▶ _About this task_
For the records below, tally the lines that include the word "point" and give only the tally.

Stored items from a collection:
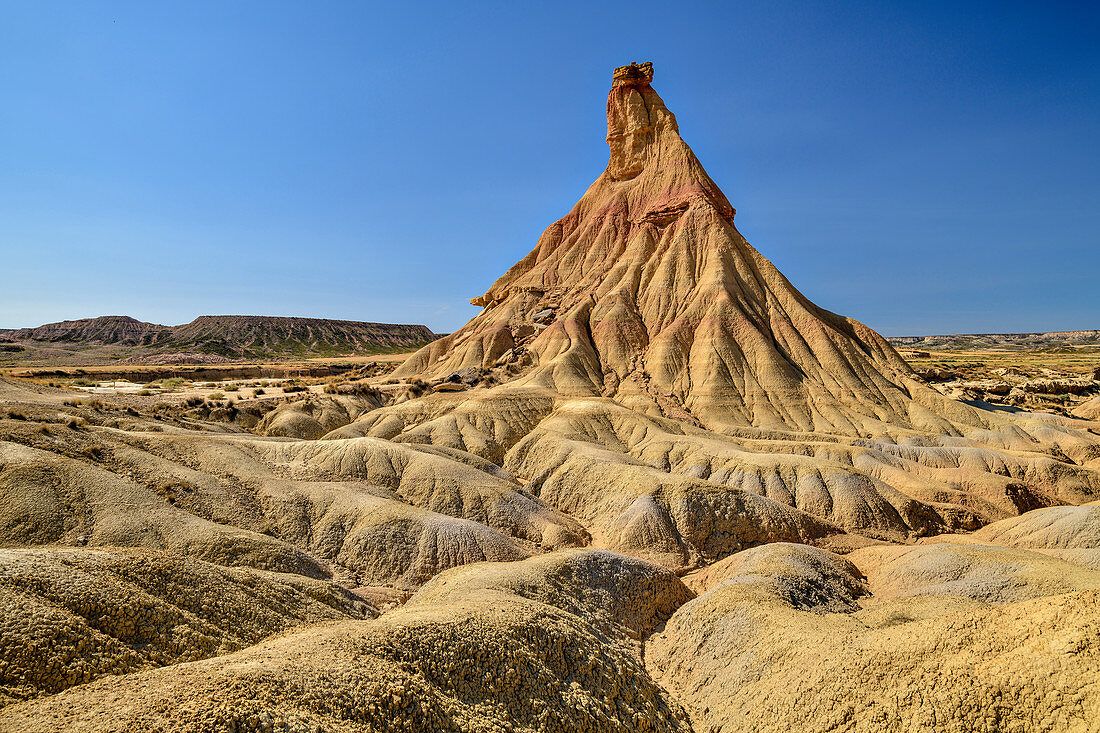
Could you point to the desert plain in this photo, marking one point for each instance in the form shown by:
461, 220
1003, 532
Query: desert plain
650, 487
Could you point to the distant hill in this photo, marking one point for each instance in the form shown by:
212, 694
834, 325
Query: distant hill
237, 337
99, 331
1048, 340
272, 335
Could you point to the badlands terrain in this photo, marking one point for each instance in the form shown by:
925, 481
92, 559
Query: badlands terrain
650, 487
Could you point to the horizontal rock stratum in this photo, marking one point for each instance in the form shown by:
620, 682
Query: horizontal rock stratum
650, 487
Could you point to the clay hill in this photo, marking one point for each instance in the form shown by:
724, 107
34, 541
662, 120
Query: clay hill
650, 487
246, 337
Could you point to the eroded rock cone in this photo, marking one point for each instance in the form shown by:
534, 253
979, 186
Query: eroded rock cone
646, 290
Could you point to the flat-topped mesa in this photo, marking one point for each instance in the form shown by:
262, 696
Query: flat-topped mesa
633, 74
634, 113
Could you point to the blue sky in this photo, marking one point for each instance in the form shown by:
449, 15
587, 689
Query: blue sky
923, 167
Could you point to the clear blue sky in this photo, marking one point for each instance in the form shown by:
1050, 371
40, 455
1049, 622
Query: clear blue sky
921, 166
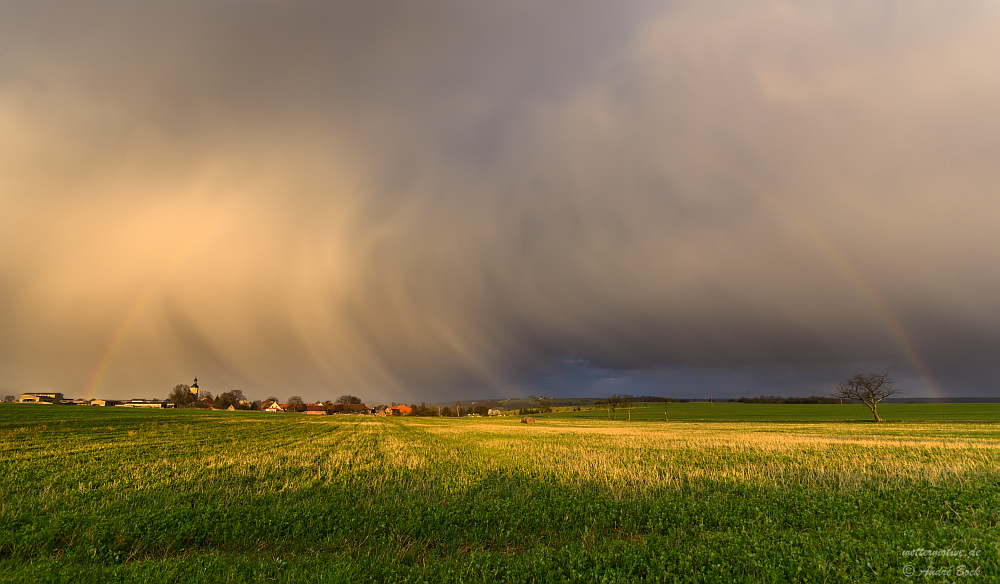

▶ _Exercise answer_
9